Excerpts of pointing data
▼
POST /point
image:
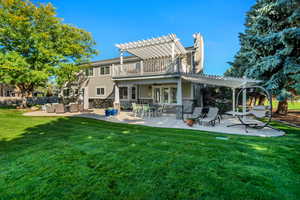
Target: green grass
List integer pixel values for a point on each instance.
(76, 158)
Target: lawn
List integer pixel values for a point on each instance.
(292, 105)
(76, 158)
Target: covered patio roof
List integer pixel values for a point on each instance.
(168, 45)
(224, 81)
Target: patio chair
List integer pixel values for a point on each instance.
(59, 108)
(146, 111)
(160, 110)
(136, 109)
(50, 108)
(211, 117)
(74, 107)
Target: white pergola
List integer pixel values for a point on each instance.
(231, 82)
(164, 46)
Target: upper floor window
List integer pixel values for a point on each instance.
(104, 70)
(123, 92)
(89, 72)
(133, 93)
(100, 91)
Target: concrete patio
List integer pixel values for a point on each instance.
(168, 121)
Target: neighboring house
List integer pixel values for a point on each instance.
(8, 91)
(160, 71)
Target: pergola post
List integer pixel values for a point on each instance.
(179, 99)
(142, 67)
(244, 100)
(233, 101)
(117, 97)
(86, 99)
(173, 55)
(121, 60)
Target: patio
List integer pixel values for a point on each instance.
(168, 121)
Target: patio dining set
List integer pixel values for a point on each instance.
(60, 108)
(202, 116)
(147, 110)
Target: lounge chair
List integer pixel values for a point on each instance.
(211, 117)
(136, 109)
(147, 111)
(160, 110)
(59, 108)
(197, 114)
(74, 107)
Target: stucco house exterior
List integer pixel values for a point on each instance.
(158, 71)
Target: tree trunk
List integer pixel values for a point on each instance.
(282, 107)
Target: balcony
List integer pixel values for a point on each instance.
(148, 67)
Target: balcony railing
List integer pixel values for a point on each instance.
(148, 67)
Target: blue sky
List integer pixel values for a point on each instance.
(116, 21)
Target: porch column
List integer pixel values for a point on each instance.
(86, 99)
(173, 56)
(142, 67)
(233, 100)
(244, 100)
(179, 100)
(121, 61)
(117, 97)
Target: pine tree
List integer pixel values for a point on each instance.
(270, 48)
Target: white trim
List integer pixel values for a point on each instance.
(155, 47)
(147, 77)
(161, 94)
(100, 95)
(103, 75)
(126, 86)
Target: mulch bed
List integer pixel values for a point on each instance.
(293, 117)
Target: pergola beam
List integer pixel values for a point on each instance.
(164, 46)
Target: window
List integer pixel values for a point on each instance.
(157, 95)
(165, 94)
(173, 95)
(123, 92)
(89, 72)
(66, 92)
(104, 70)
(133, 93)
(100, 91)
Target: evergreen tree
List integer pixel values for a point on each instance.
(270, 48)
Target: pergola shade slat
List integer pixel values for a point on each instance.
(224, 81)
(154, 48)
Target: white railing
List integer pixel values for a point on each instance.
(148, 67)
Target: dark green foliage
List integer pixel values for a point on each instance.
(76, 158)
(36, 45)
(270, 47)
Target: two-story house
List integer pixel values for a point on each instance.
(159, 71)
(150, 75)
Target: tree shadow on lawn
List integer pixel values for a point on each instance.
(117, 159)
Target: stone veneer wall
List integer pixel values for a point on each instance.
(101, 103)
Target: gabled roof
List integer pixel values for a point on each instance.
(224, 81)
(155, 47)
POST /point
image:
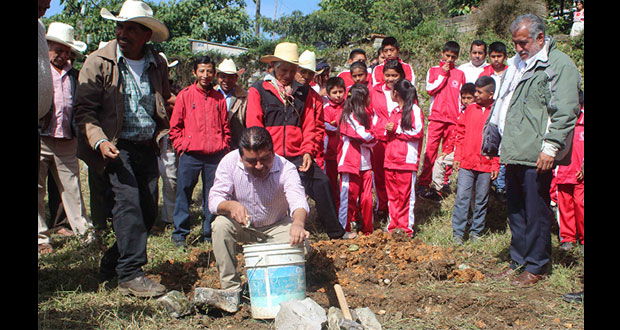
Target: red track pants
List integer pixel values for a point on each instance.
(437, 132)
(570, 212)
(331, 170)
(353, 186)
(401, 198)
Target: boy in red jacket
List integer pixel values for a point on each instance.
(443, 84)
(570, 190)
(201, 136)
(474, 169)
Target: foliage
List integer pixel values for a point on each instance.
(496, 15)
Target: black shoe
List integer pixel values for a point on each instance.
(432, 195)
(141, 286)
(573, 297)
(180, 244)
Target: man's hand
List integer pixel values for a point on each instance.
(298, 232)
(306, 163)
(544, 163)
(108, 150)
(235, 211)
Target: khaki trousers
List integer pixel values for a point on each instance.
(59, 155)
(226, 233)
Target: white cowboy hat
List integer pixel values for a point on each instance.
(139, 12)
(228, 67)
(307, 60)
(175, 62)
(63, 34)
(285, 51)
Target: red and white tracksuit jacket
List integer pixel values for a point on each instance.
(377, 73)
(444, 89)
(382, 105)
(319, 130)
(348, 80)
(331, 117)
(354, 166)
(570, 191)
(468, 140)
(402, 156)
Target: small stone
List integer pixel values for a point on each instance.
(176, 303)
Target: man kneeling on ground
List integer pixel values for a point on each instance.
(257, 187)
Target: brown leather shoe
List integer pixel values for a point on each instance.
(505, 274)
(526, 279)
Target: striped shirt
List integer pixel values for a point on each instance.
(138, 122)
(267, 199)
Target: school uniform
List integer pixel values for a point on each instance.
(474, 171)
(444, 89)
(381, 105)
(331, 113)
(355, 168)
(402, 156)
(570, 192)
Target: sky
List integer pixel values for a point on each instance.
(267, 7)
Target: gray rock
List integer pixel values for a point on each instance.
(367, 318)
(176, 304)
(300, 315)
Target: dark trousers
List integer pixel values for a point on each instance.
(530, 216)
(318, 187)
(190, 167)
(133, 179)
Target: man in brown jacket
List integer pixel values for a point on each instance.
(236, 98)
(120, 113)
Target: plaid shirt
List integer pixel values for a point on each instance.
(138, 122)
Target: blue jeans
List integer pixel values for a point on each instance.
(530, 217)
(466, 180)
(133, 178)
(191, 165)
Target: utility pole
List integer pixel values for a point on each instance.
(275, 14)
(257, 19)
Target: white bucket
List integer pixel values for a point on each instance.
(276, 273)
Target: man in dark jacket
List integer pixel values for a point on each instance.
(285, 108)
(534, 114)
(120, 112)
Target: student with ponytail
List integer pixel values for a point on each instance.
(354, 164)
(382, 106)
(404, 130)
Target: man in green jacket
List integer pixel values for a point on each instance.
(531, 126)
(120, 112)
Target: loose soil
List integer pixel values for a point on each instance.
(406, 283)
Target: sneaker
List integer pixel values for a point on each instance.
(180, 244)
(226, 300)
(432, 195)
(421, 190)
(567, 246)
(141, 286)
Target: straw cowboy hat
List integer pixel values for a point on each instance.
(228, 67)
(63, 34)
(175, 62)
(285, 51)
(307, 60)
(139, 12)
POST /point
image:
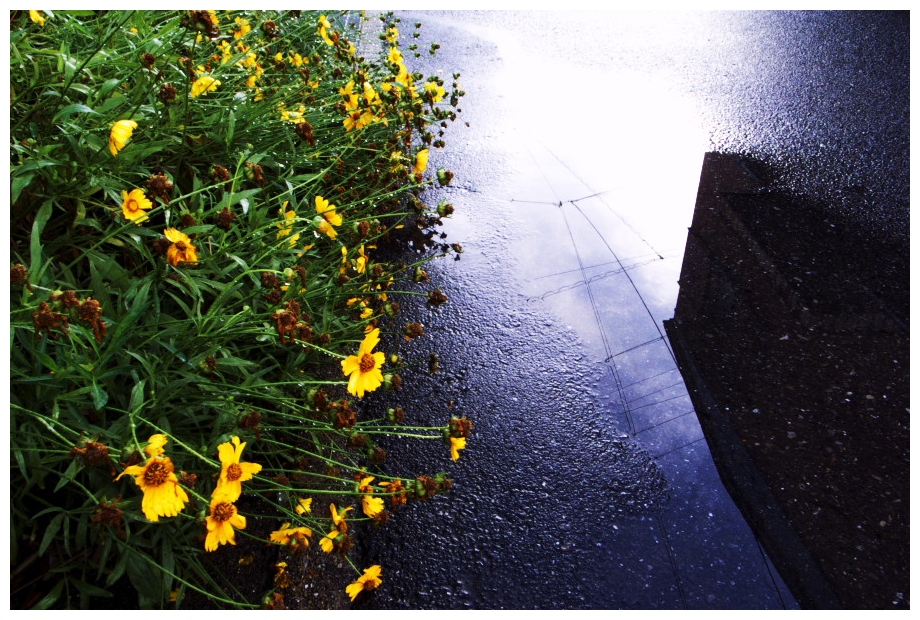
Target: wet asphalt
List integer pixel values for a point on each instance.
(587, 482)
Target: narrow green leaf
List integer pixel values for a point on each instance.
(51, 532)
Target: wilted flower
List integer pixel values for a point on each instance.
(368, 581)
(204, 84)
(120, 134)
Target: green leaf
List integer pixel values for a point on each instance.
(100, 397)
(74, 108)
(51, 532)
(52, 597)
(35, 243)
(71, 471)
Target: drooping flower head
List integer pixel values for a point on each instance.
(368, 581)
(457, 444)
(421, 163)
(134, 205)
(330, 217)
(163, 497)
(232, 472)
(119, 136)
(371, 505)
(323, 26)
(363, 369)
(288, 535)
(204, 84)
(220, 522)
(155, 445)
(181, 250)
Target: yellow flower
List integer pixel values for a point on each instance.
(368, 581)
(361, 261)
(304, 505)
(350, 97)
(371, 505)
(288, 224)
(421, 162)
(220, 523)
(287, 534)
(204, 84)
(232, 472)
(163, 497)
(134, 204)
(457, 444)
(181, 250)
(338, 519)
(155, 445)
(330, 217)
(327, 542)
(121, 133)
(323, 25)
(363, 369)
(370, 95)
(435, 91)
(242, 28)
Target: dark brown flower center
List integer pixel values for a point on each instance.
(234, 472)
(156, 474)
(223, 511)
(368, 363)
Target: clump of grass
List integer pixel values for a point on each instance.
(199, 303)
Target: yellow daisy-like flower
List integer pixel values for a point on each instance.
(457, 444)
(204, 84)
(435, 91)
(368, 581)
(338, 518)
(181, 250)
(119, 136)
(220, 523)
(371, 505)
(349, 96)
(163, 497)
(304, 505)
(155, 445)
(287, 534)
(323, 25)
(134, 204)
(242, 28)
(363, 369)
(232, 472)
(421, 162)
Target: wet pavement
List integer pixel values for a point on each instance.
(587, 482)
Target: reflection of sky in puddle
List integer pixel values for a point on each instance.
(632, 143)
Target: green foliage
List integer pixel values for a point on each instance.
(176, 272)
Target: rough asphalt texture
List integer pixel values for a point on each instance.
(557, 503)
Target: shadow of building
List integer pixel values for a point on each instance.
(791, 332)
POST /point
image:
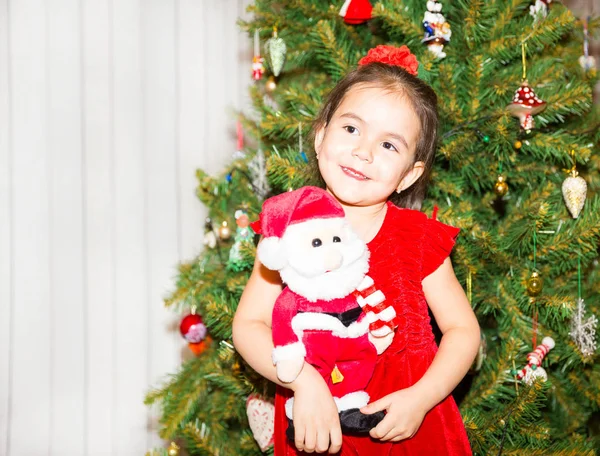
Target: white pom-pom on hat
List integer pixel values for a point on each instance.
(549, 341)
(271, 253)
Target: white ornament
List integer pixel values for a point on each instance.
(539, 10)
(210, 239)
(583, 331)
(437, 29)
(533, 374)
(261, 417)
(587, 62)
(258, 170)
(574, 190)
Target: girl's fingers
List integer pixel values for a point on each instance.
(399, 438)
(310, 439)
(382, 428)
(322, 441)
(391, 435)
(336, 440)
(299, 433)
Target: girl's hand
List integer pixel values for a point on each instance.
(405, 410)
(316, 419)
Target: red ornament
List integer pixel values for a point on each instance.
(192, 328)
(390, 55)
(198, 348)
(356, 11)
(525, 105)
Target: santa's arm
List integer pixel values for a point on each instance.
(286, 342)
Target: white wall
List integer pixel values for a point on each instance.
(107, 107)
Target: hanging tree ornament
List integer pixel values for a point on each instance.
(501, 187)
(239, 153)
(539, 10)
(258, 170)
(276, 49)
(243, 234)
(194, 331)
(261, 418)
(173, 449)
(535, 284)
(526, 103)
(574, 190)
(224, 231)
(533, 368)
(356, 11)
(258, 68)
(210, 238)
(587, 61)
(583, 331)
(437, 29)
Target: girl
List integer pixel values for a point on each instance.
(375, 143)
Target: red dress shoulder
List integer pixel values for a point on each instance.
(408, 247)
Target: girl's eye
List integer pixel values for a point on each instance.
(389, 146)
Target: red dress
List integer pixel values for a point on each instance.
(408, 247)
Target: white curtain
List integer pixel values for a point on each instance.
(107, 107)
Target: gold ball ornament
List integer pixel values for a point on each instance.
(501, 187)
(481, 354)
(224, 231)
(270, 85)
(173, 449)
(535, 284)
(574, 190)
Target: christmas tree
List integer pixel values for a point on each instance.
(518, 145)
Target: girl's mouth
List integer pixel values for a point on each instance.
(354, 174)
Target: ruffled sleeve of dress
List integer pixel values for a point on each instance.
(438, 241)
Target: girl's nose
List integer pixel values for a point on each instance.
(363, 153)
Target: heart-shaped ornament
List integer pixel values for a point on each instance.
(574, 192)
(261, 416)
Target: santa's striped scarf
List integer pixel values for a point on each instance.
(381, 316)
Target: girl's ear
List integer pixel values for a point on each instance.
(411, 176)
(319, 139)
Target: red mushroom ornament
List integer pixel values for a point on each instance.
(525, 105)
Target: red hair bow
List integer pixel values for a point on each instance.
(391, 55)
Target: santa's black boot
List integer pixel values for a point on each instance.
(354, 422)
(290, 431)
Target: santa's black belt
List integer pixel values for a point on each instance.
(347, 318)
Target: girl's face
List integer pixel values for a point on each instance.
(367, 150)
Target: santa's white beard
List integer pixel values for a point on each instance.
(328, 285)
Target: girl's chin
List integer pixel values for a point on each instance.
(349, 197)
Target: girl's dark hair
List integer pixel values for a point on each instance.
(423, 100)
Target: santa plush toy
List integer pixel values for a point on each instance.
(330, 314)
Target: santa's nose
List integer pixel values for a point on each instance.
(332, 260)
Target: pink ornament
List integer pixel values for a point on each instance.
(258, 68)
(261, 417)
(192, 328)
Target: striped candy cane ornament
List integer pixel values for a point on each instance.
(533, 370)
(380, 315)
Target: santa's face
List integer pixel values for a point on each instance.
(326, 259)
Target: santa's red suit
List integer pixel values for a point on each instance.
(332, 335)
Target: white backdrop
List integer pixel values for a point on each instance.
(107, 107)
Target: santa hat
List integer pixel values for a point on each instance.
(281, 211)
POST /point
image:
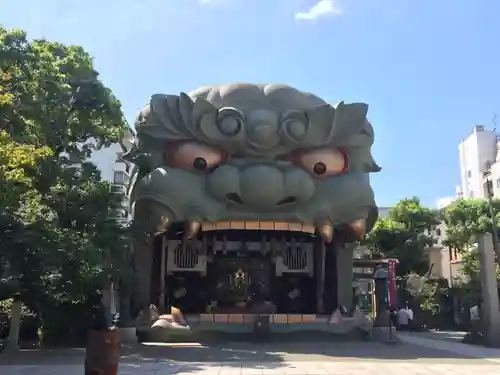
▲
_WHAT NEEDS TO BE DONE_
Keep only the lines of the records that contain the word "house", and copy each of them in full.

_OUTPUT OF THE EXERCISE_
Target: neighboring house
Target: stucco house exterior
Target: two-story house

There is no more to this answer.